## THE PROBLEM
Reprint the lines below as they are, minus the pictures.

## SOURCE MATERIAL
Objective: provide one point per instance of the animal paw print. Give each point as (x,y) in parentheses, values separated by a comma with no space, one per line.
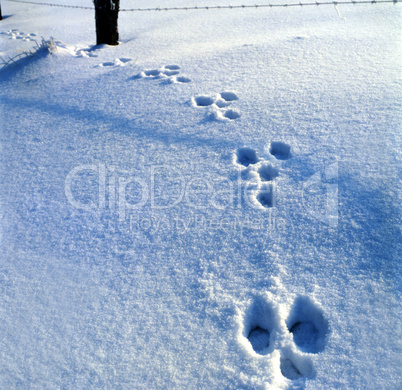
(305,332)
(167,72)
(218,105)
(262,172)
(15,34)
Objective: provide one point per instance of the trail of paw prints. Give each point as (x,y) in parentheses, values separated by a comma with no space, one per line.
(261,174)
(168,73)
(15,34)
(218,105)
(303,333)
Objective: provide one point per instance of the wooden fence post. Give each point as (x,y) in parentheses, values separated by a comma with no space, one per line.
(106,15)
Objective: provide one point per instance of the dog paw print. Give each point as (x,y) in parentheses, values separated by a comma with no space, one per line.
(218,105)
(116,63)
(169,73)
(262,172)
(305,332)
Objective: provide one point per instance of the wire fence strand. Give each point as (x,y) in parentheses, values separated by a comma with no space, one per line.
(215,7)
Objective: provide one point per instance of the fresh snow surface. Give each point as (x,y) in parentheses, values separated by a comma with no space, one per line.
(213,204)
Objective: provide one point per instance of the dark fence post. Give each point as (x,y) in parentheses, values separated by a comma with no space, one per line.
(106,14)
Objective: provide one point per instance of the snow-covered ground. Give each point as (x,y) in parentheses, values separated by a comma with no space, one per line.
(212,204)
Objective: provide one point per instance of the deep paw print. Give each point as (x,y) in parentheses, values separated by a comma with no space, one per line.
(305,332)
(218,105)
(262,172)
(116,63)
(169,73)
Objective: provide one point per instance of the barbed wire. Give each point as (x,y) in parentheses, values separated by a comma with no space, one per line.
(214,7)
(50,5)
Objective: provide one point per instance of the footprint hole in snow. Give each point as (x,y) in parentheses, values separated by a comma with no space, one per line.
(280,150)
(308,326)
(246,156)
(294,366)
(259,339)
(204,101)
(229,96)
(266,196)
(231,114)
(268,172)
(221,103)
(259,321)
(183,80)
(172,67)
(152,72)
(171,72)
(289,370)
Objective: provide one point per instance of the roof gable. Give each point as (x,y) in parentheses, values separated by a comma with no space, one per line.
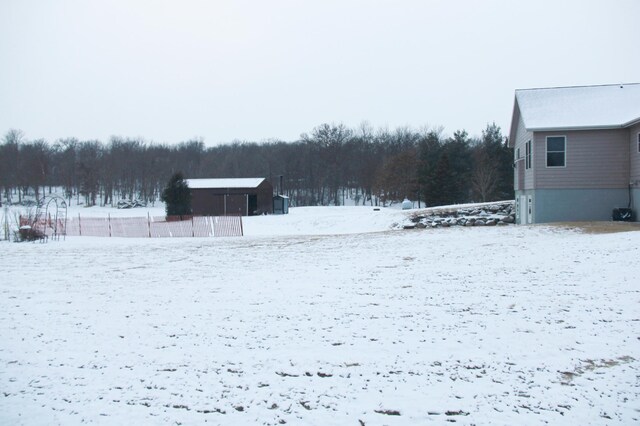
(224,183)
(581,107)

## SOLUTION
Objective: provide one point per instance of the animal paw print. Give each point as (x,y) in parentheses, values separated by a comma with no space, one per line.
(305,332)
(167,72)
(218,105)
(262,172)
(15,34)
Objective: provide one point per instance of the trail of paw prints. Give each point as (x,y) in parentheses, values separated by a comma with no space, one per line.
(261,174)
(168,73)
(15,34)
(218,105)
(303,333)
Objective: provide one point per instance of the wooden fence post. Give each point as (x,y) in parentheses, values separated by a comma with no space, one per line.
(106,15)
Objective: provide one point per instance of the dog paw print. Give each point as (x,y) in parentheses, values separated by a comma with no space, one per line.
(218,105)
(116,63)
(169,73)
(262,172)
(305,332)
Objective: provide one point per instance of the wire fence strand. Give each point as (x,y) in parentheses, values separated by a comma with no space, one per line.
(215,7)
Objective: provide one point per instance of the fresh snow surface. Give each point as (x,y) in parentheses, values separated by a comma with no space, one per line.
(213,204)
Objective: provide one point per instance of the dark fence post. Give each point as (x,y) in parentheses, values separated by a comma with no space, one per line.
(106,14)
Objective: provide one point per instance of the snow-covered ground. Give each point as (x,y) in parentheses, values separated by a comma with no space, one per line.
(212,204)
Objective: provide one point per instance of the deep paw print. Give each point as (x,y) in parentheses, values separated by a comma with no space, one per line.
(305,332)
(218,105)
(262,172)
(116,63)
(169,73)
Objective: provide one point per instance of the barbed wire. Give each point as (x,y) in parentheses, values separated by a comma with no space, one per line.
(214,7)
(50,5)
Objective: provide one point per instance of the footprint hole in snow. Give each point as (x,y) in parentheses, values separated by a comma with no space, one per line.
(280,150)
(308,326)
(246,156)
(294,366)
(259,339)
(204,101)
(229,96)
(266,196)
(231,114)
(268,172)
(221,103)
(259,321)
(183,80)
(172,67)
(152,72)
(171,72)
(289,370)
Objective: provide one point per instance of the roof gable. Give each point as (x,y) in parentheses, values separated by a comma with no space, one per line.
(224,183)
(581,107)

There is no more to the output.